◆ THE TASK ◆
Pick out every line in the data below that contains the word "with", and copy each of those lines.
★ ★ ★ ★
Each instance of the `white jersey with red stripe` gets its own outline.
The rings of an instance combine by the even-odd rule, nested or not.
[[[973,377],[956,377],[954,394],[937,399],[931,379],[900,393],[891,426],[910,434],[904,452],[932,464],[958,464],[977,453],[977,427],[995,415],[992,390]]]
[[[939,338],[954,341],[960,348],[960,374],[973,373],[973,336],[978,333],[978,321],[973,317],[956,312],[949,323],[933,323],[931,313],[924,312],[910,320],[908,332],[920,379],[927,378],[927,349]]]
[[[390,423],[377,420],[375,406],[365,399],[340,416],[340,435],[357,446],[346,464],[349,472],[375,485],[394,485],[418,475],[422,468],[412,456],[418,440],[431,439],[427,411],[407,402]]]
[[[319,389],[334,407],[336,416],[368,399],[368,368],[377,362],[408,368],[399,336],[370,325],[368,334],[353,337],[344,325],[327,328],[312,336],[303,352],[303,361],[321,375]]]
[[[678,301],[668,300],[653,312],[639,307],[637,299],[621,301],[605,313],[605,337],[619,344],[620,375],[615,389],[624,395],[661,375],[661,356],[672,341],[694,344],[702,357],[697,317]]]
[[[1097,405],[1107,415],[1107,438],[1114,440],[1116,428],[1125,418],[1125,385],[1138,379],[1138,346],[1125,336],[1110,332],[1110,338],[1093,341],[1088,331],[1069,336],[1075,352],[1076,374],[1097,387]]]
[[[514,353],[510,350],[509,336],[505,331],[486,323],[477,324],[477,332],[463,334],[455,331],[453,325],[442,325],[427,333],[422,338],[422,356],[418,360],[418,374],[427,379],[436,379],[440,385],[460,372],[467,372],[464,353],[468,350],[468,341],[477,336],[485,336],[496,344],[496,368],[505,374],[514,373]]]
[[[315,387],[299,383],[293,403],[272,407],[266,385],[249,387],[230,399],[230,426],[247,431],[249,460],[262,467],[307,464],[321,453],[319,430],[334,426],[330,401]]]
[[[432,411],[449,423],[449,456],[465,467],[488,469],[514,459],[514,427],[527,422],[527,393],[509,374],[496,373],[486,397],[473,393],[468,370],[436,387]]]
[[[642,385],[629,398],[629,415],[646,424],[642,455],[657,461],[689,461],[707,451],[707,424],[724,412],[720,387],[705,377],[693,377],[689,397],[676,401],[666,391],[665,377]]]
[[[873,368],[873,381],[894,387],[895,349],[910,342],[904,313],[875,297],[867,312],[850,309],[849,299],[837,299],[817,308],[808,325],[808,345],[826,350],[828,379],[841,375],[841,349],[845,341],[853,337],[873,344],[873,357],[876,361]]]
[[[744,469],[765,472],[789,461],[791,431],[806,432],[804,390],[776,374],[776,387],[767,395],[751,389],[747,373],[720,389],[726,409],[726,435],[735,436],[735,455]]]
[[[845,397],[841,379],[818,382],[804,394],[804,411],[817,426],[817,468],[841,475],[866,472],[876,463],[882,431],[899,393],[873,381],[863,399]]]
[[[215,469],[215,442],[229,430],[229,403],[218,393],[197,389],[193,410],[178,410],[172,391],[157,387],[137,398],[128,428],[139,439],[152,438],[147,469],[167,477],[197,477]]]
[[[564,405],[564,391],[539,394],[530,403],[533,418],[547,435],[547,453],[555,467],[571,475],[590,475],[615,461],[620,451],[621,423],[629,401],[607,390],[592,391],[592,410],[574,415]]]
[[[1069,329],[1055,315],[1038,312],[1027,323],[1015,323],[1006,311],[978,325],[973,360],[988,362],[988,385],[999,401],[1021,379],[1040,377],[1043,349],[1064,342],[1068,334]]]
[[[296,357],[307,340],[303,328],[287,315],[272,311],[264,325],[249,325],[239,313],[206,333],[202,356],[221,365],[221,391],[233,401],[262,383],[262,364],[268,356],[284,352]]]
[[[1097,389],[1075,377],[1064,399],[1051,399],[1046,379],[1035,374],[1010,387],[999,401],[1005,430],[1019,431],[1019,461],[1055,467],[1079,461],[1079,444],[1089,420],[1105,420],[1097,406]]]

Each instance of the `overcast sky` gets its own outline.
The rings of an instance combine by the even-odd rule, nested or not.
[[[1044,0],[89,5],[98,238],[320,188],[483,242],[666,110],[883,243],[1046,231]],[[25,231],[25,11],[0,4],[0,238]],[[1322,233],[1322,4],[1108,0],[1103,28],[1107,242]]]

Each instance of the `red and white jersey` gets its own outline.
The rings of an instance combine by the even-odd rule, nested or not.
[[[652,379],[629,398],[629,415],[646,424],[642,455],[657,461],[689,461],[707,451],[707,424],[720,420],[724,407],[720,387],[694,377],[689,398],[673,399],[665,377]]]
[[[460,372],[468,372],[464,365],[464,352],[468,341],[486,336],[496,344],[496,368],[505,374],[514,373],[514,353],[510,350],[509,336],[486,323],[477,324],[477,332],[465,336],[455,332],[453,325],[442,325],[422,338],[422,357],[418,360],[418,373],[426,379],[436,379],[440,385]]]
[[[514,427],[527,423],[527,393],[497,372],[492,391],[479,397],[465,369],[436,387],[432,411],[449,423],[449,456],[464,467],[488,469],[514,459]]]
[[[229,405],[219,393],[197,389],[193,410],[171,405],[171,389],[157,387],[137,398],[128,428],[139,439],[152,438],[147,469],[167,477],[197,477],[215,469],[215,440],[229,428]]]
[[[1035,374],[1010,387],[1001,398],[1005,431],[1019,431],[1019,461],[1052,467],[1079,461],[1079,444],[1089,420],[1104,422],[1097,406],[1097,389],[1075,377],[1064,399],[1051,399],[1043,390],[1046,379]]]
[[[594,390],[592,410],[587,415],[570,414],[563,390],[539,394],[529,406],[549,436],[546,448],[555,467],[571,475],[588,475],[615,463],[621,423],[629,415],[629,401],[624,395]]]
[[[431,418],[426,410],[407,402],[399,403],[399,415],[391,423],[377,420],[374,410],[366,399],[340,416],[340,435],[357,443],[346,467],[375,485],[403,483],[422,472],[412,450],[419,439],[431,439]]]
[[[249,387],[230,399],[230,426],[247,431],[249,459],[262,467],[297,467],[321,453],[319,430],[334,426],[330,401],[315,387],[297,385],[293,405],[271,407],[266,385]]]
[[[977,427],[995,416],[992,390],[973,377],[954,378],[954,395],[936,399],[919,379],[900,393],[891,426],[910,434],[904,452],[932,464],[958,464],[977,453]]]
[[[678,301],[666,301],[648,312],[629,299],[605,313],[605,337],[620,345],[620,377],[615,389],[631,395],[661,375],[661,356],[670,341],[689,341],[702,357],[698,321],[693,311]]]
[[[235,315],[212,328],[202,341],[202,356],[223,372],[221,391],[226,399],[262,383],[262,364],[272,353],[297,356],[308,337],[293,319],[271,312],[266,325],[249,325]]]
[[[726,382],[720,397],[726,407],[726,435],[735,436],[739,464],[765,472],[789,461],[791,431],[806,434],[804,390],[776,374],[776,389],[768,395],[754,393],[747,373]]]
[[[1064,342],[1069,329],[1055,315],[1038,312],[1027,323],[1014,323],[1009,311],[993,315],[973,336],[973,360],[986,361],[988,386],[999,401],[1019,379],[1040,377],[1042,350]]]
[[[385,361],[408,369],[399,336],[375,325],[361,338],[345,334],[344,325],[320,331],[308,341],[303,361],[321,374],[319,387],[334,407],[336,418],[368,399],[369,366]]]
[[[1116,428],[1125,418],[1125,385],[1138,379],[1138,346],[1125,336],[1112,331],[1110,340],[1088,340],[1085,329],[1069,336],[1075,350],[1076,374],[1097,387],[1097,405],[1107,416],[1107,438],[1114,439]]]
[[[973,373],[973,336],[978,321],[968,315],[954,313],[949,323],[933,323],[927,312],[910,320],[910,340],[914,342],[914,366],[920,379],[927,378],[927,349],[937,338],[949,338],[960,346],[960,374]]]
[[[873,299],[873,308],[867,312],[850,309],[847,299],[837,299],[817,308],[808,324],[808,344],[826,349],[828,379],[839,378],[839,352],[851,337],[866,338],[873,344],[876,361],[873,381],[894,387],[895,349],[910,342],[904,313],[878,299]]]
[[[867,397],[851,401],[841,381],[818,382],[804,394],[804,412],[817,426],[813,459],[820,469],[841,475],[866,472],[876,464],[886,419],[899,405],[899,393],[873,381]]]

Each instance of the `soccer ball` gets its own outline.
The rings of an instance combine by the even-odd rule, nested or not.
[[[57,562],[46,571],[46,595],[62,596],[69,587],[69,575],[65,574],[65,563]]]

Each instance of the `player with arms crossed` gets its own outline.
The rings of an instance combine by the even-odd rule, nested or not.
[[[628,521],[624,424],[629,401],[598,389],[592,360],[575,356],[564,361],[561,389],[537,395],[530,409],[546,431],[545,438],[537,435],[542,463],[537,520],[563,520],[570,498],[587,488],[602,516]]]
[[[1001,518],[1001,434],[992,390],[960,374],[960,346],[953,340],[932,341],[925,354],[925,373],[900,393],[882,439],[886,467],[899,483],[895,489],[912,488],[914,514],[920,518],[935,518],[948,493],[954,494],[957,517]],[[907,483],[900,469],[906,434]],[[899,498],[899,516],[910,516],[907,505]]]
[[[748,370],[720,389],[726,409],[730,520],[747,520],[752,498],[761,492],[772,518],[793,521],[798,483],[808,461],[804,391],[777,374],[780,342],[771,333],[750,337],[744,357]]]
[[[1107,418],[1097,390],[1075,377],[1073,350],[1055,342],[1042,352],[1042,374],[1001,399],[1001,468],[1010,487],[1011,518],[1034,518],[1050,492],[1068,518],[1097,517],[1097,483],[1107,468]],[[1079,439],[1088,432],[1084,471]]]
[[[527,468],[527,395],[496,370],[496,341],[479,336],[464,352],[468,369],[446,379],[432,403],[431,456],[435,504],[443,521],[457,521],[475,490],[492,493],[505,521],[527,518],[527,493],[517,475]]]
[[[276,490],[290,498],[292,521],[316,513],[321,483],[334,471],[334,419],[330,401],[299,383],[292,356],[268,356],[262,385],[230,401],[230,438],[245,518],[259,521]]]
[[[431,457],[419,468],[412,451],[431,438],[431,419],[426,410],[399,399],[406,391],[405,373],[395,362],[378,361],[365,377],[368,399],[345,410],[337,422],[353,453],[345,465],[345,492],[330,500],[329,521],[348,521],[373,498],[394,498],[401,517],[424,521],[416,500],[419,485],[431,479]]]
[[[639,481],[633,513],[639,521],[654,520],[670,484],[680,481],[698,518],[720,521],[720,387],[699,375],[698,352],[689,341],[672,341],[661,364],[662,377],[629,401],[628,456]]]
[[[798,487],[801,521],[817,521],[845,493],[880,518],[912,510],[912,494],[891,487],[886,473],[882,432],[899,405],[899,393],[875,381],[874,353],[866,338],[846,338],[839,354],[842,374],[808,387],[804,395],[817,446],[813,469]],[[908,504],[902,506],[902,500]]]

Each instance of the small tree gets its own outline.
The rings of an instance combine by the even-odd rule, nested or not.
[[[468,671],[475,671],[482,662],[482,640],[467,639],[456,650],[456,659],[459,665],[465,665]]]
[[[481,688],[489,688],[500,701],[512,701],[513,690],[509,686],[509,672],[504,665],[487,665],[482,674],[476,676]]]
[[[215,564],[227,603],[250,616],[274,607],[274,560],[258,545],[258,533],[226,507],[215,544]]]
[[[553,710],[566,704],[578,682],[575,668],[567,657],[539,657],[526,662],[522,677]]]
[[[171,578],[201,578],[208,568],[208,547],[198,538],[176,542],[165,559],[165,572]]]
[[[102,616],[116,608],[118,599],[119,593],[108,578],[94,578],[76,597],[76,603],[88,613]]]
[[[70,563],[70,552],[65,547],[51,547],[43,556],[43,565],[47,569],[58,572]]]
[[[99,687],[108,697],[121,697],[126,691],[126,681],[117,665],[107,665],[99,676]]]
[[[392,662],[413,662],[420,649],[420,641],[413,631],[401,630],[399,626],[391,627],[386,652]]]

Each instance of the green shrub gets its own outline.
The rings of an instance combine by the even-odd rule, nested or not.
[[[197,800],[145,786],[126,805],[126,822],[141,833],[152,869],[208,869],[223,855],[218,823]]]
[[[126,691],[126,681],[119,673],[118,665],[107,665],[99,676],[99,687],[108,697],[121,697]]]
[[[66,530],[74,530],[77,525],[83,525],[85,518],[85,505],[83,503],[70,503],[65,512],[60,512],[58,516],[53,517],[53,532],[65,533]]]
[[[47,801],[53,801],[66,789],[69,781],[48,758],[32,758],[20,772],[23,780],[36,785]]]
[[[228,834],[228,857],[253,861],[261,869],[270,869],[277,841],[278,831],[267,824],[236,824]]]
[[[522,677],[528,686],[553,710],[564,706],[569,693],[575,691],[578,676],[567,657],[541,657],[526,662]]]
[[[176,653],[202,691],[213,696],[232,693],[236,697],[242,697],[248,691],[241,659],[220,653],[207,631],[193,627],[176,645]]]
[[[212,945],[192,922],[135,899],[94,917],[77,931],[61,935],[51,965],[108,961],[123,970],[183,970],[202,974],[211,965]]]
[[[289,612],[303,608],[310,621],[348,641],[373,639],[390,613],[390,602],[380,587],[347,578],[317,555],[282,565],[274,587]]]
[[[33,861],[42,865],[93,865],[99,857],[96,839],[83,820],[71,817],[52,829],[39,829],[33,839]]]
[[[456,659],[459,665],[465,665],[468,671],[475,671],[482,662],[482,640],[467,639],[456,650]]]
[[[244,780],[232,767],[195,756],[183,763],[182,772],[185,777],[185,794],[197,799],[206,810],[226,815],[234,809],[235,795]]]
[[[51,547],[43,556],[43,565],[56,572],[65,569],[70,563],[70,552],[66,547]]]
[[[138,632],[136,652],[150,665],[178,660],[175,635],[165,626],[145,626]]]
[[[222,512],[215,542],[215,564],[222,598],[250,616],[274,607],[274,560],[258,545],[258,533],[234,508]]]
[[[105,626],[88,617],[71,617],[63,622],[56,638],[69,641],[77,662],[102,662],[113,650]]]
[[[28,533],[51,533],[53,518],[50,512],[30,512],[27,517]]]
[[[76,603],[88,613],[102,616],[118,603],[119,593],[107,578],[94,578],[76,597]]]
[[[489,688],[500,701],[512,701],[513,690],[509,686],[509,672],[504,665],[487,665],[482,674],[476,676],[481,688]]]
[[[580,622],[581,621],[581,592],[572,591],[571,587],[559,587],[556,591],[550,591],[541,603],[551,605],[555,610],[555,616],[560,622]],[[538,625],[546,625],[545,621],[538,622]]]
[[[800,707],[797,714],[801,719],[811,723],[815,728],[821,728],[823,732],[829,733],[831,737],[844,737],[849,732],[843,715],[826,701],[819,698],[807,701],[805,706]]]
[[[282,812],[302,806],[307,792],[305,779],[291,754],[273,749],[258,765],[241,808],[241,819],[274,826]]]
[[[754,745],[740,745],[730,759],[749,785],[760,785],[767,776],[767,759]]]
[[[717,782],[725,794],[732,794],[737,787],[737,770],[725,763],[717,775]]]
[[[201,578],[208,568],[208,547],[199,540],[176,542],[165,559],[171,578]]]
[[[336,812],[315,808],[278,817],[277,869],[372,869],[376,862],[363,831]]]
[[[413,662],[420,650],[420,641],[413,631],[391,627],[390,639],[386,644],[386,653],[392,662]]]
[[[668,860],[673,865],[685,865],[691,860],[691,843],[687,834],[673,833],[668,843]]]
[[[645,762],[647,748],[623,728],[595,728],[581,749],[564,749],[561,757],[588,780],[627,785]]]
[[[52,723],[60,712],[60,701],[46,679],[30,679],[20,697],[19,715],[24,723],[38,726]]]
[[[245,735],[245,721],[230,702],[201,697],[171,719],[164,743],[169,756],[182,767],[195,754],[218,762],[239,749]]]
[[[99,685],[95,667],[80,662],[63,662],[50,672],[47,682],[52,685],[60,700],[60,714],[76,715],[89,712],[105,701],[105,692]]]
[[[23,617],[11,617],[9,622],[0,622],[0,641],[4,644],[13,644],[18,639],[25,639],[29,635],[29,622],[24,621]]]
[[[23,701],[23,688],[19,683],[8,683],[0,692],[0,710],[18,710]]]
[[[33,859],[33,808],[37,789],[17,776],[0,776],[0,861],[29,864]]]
★ ★ ★ ★
◆ SOLUTION FOR THIS TASK ◆
Each instance of the `white jersey with red stripe` gets its own outline.
Each instance of the `player with arms crossed` gets its own outline.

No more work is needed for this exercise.